Segment Open

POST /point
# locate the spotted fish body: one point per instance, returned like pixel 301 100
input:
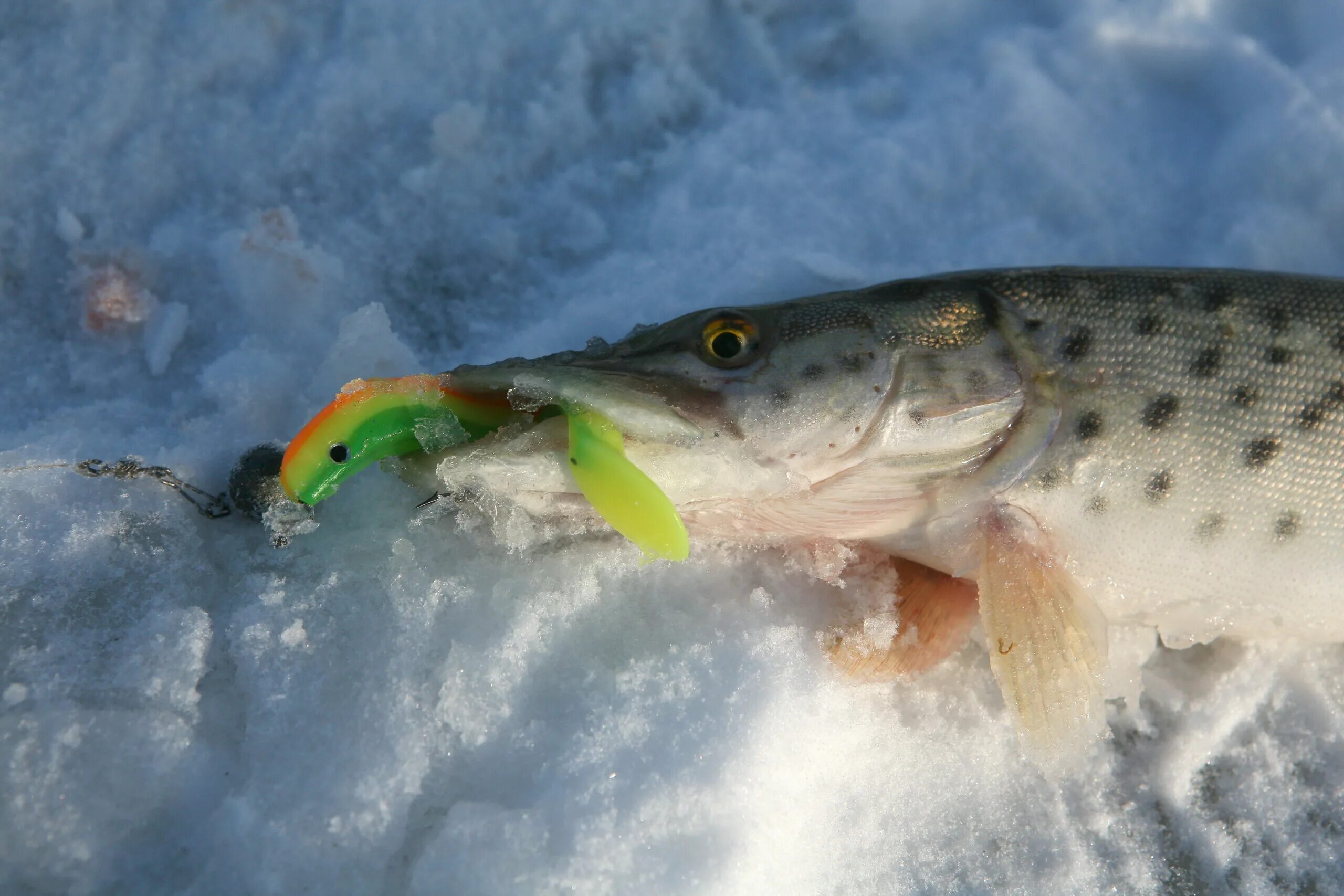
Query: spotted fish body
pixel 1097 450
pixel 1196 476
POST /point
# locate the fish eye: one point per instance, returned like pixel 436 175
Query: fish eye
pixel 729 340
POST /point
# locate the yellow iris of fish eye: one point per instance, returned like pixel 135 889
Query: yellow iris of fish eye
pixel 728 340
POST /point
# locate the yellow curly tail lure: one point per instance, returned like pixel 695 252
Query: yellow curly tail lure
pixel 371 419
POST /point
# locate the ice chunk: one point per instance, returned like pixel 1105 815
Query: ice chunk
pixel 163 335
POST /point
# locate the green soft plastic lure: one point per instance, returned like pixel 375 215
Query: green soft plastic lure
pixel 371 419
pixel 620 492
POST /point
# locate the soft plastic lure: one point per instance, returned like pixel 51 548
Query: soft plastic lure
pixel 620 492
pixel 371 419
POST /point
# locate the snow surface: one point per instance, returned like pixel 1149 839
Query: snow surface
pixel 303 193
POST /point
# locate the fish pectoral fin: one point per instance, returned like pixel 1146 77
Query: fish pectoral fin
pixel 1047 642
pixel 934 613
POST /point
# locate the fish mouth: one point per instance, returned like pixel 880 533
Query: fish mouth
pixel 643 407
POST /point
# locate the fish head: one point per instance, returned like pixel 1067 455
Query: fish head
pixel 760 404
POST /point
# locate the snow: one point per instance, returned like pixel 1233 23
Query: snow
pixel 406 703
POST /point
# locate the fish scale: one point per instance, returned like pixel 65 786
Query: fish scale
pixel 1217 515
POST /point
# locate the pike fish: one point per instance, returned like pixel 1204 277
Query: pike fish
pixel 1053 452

Segment Closed
Segment Open

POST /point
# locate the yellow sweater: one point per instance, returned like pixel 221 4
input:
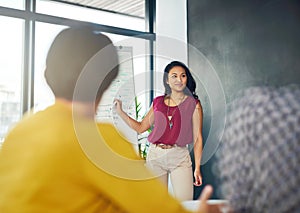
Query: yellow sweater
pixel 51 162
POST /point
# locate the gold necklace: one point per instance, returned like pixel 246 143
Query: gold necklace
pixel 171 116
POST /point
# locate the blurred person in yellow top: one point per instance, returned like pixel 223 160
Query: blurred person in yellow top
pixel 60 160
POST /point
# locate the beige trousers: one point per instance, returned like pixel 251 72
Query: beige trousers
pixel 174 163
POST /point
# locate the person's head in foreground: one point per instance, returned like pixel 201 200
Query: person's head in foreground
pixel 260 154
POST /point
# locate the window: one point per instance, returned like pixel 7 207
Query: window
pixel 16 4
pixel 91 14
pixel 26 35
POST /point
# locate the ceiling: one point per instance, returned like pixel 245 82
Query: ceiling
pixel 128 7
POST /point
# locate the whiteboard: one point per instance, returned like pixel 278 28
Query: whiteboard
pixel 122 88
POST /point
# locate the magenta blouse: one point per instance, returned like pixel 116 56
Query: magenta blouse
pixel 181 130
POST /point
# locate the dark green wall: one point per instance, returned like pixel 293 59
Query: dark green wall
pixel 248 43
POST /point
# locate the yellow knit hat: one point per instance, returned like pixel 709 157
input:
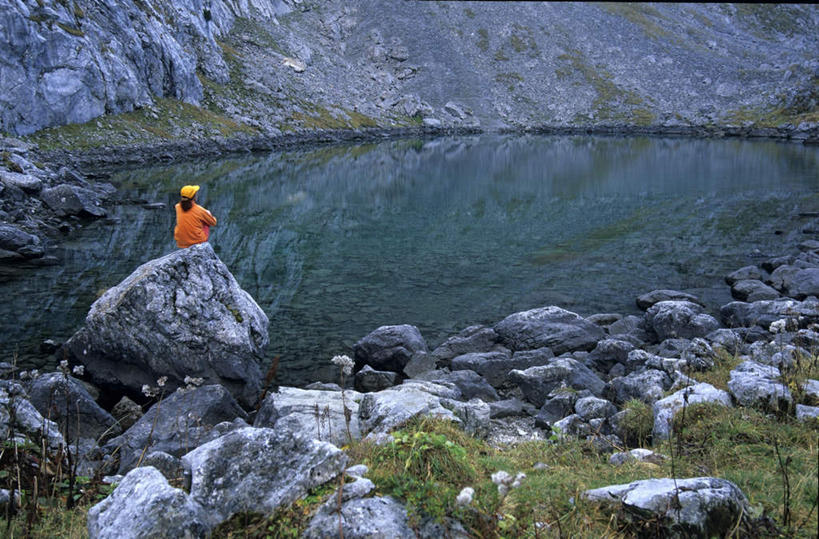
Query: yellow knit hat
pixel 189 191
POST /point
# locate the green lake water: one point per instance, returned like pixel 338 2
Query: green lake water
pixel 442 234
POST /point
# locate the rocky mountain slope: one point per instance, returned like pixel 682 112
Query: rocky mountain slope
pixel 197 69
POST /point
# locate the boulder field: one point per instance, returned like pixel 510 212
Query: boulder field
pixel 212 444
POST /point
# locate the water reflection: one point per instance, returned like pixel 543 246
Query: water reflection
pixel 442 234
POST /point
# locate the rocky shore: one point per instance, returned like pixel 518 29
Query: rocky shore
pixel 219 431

Segment Closed

● Task prompt
Look above for the line containing "Query: magenta blouse", then write out every line from there down to the line containing "# locate the rocky shore: one", that line included, with no pictures.

● Solution for this exercise
Query: magenta blouse
pixel 181 130
POST /point
# locate the dark green wall: one point per instance, returned like pixel 293 59
Query: dark green wall
pixel 248 43
POST /point
# locate the yellow knit hat: one point per instance, returned like pixel 709 157
input:
Query: yellow knit hat
pixel 189 191
POST /point
# locate the green lake water: one point per instance, returned like pixel 338 2
Query: green lake water
pixel 442 234
POST /point
# locate the rocky mountain slope: one point per instance, returned like pixel 682 112
Query: rocky mountain slope
pixel 197 69
POST /point
# locate the boulder field: one point per instance, returned like pixel 510 212
Query: boulder field
pixel 212 444
POST /point
# locate the water reflection: one point per instance, returned like pixel 543 246
Query: water reflection
pixel 442 234
POST /point
# locate the rocky shore: one point per instance, returned like pixel 518 29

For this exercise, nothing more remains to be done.